◆ Prompt ◆
Collect every line of the listing below that contains the word "white", and copy each of those lines in full.

[Start of Records provided]

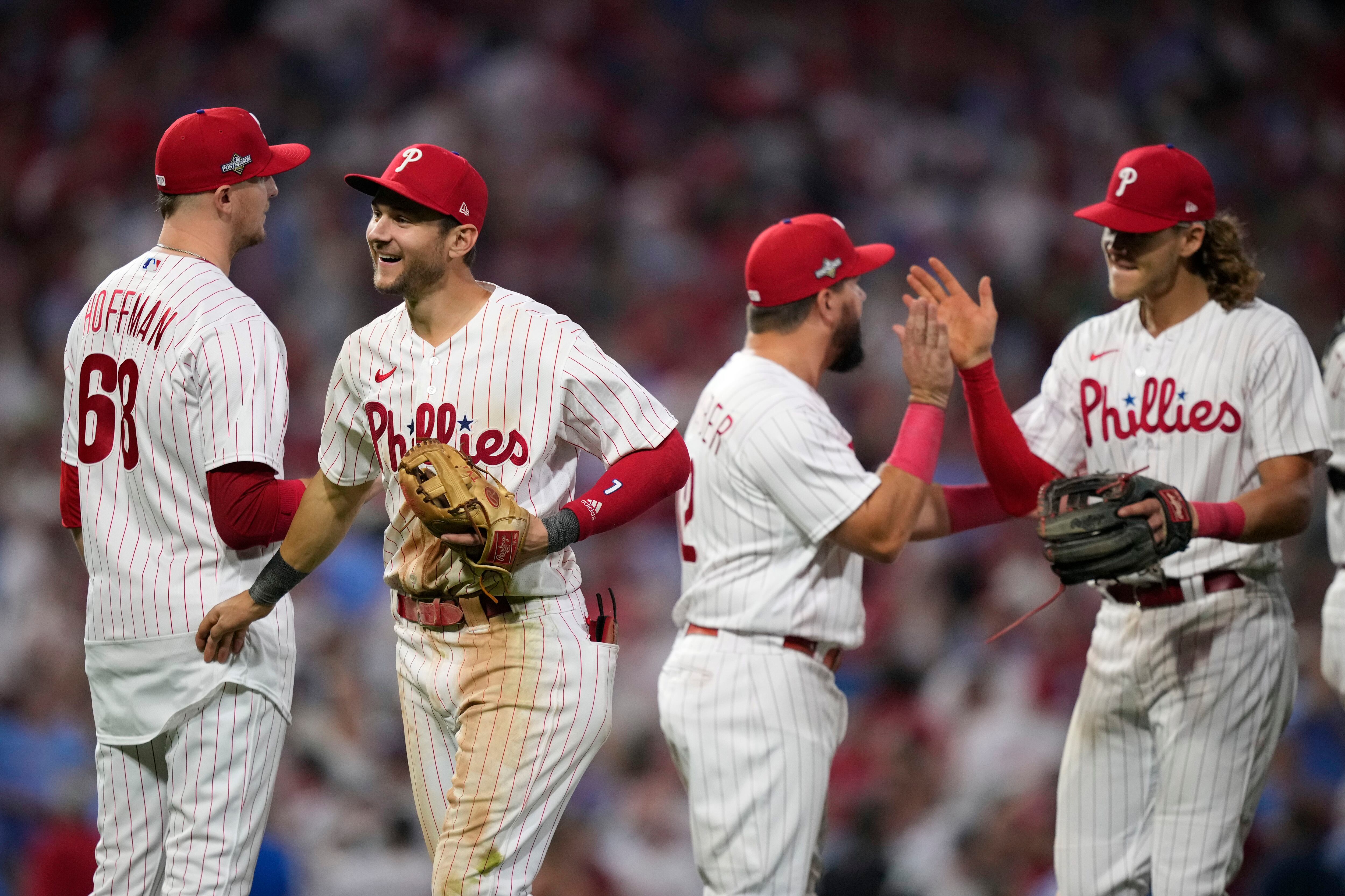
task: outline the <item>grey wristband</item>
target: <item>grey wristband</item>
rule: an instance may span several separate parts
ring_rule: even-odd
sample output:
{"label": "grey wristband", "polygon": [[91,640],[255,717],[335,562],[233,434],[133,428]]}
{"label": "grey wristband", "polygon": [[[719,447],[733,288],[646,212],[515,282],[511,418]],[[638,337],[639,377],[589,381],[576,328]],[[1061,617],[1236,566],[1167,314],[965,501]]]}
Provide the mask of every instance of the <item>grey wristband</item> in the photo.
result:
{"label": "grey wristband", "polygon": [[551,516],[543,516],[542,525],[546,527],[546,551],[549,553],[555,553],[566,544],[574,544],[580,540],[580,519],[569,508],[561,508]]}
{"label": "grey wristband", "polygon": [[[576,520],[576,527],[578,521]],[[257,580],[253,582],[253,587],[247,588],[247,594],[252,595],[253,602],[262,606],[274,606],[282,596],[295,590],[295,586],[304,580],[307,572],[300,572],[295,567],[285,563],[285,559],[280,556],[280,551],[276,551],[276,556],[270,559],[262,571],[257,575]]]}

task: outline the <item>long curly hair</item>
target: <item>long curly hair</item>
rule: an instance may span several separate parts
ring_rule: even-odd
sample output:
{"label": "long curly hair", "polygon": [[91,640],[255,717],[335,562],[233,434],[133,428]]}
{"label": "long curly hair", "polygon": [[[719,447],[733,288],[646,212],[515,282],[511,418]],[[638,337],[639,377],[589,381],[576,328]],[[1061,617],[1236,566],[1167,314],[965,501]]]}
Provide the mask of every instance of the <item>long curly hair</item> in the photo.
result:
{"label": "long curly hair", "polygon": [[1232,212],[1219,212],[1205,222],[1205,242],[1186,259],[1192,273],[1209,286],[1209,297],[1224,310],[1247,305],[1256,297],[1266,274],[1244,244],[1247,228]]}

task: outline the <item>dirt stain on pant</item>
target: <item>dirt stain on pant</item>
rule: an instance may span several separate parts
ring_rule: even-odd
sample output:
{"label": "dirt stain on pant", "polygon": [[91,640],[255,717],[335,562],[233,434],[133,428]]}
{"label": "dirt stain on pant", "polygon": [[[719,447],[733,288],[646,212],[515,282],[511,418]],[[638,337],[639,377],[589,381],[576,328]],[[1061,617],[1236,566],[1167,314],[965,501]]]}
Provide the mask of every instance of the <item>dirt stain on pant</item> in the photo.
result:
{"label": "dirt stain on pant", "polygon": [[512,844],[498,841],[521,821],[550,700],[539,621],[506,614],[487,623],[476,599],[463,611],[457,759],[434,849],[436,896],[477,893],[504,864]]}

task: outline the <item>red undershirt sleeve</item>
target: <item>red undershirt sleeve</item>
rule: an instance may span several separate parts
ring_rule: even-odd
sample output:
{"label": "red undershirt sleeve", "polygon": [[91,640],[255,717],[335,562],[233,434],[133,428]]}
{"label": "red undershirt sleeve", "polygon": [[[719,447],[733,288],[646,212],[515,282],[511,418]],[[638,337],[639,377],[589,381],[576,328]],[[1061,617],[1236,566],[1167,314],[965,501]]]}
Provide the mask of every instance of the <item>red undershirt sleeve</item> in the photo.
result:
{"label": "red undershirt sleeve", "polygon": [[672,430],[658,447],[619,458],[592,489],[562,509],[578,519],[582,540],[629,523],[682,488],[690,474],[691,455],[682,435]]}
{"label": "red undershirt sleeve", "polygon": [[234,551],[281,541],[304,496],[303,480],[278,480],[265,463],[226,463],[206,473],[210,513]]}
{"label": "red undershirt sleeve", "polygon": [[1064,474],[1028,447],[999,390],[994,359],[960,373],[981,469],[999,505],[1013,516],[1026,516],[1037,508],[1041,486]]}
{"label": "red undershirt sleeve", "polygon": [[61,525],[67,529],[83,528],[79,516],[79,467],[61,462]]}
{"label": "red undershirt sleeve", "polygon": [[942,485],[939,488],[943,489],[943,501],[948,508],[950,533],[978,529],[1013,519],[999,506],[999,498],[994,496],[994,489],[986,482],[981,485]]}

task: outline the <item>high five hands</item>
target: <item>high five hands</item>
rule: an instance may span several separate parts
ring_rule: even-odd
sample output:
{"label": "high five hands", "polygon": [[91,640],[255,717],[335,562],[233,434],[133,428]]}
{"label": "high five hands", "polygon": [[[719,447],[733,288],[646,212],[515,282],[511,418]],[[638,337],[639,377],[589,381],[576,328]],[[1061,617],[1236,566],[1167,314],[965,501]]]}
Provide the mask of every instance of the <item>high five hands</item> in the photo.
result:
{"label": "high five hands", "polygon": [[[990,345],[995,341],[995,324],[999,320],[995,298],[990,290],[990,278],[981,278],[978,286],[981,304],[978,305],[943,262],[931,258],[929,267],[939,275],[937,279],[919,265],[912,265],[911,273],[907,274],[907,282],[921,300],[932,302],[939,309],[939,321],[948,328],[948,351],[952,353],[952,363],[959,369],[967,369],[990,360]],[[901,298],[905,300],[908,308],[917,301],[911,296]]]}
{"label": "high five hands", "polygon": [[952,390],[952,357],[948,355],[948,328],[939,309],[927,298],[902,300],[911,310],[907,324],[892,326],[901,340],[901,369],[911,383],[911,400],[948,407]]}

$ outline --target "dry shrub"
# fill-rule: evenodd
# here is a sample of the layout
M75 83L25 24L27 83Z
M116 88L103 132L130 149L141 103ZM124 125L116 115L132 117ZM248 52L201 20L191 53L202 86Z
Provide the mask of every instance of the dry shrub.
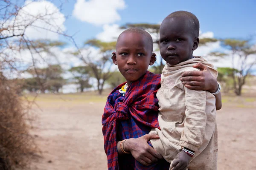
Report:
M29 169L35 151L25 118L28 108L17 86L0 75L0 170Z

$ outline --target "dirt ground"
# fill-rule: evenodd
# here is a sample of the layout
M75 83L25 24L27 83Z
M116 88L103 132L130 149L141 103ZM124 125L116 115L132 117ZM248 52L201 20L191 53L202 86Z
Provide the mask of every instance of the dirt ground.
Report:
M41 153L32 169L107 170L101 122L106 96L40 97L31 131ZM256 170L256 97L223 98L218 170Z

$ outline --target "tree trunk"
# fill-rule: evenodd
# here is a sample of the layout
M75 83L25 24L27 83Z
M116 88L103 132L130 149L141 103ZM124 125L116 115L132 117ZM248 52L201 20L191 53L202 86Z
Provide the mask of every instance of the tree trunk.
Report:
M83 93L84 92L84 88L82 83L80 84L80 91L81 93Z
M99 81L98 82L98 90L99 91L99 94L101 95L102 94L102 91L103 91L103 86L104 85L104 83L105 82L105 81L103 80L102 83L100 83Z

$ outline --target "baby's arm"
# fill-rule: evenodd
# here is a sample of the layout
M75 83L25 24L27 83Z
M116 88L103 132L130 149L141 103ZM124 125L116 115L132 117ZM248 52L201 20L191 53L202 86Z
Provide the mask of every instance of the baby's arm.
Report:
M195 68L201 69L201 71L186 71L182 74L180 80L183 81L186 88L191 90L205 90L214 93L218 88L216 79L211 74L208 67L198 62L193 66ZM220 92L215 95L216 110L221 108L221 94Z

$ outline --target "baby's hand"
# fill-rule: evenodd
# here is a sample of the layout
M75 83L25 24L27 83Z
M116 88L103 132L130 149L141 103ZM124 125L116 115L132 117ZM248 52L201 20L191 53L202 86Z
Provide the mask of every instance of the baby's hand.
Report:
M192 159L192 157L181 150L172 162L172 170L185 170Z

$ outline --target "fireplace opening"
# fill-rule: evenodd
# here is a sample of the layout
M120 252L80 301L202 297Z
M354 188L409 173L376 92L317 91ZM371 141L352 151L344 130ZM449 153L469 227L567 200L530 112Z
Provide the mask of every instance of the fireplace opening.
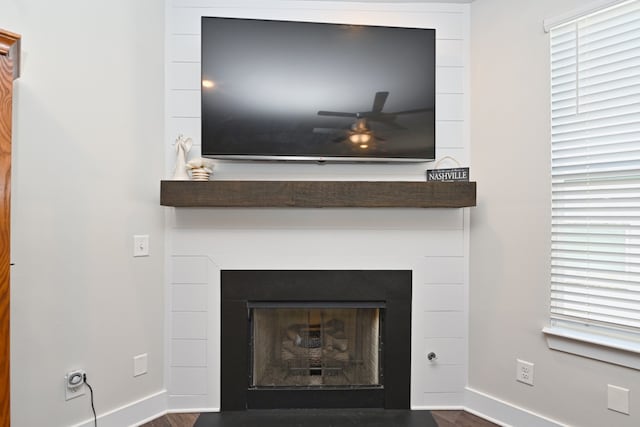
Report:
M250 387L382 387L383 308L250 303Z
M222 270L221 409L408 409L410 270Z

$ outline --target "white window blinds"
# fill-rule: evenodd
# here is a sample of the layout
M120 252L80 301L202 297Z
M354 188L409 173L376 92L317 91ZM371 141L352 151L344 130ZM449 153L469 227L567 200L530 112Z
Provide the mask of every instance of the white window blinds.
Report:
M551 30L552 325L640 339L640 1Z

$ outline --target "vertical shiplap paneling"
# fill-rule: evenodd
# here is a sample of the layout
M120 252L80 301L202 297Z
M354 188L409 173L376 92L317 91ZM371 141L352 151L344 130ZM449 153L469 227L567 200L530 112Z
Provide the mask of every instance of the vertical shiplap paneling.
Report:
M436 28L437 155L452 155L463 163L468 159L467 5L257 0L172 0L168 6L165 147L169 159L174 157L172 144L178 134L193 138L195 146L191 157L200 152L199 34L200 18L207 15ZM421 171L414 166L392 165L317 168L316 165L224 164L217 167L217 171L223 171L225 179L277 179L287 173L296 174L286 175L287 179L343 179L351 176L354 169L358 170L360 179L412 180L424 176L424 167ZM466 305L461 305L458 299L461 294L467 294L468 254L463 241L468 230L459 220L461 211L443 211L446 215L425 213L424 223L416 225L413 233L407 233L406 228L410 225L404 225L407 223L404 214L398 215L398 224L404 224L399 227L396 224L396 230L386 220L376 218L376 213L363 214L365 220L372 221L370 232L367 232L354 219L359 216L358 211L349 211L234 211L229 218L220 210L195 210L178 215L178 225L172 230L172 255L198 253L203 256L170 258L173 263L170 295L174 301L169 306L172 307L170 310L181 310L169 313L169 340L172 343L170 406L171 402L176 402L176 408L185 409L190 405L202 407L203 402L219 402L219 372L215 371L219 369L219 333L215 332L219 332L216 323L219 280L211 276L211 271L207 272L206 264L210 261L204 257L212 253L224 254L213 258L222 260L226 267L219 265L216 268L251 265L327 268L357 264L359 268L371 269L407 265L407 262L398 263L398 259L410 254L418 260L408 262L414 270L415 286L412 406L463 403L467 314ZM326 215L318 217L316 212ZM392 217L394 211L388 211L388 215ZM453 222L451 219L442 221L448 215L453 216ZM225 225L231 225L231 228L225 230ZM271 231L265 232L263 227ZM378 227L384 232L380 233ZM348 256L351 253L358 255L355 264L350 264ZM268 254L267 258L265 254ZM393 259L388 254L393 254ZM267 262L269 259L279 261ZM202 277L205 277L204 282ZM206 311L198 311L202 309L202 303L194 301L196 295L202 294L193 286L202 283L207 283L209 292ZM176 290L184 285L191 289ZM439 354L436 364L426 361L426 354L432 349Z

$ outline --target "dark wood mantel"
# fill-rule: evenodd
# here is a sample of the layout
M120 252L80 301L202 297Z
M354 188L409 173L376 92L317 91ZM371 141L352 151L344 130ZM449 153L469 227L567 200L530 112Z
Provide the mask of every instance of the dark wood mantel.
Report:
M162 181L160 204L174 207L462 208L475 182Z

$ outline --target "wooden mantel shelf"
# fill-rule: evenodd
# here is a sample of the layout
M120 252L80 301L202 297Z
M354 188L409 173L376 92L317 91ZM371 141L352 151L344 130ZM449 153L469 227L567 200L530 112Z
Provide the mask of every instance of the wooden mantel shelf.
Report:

[End of Records provided]

◆ Response ◆
$ outline --target "white window blinds"
Provide the mask of every instance of the white window blinds.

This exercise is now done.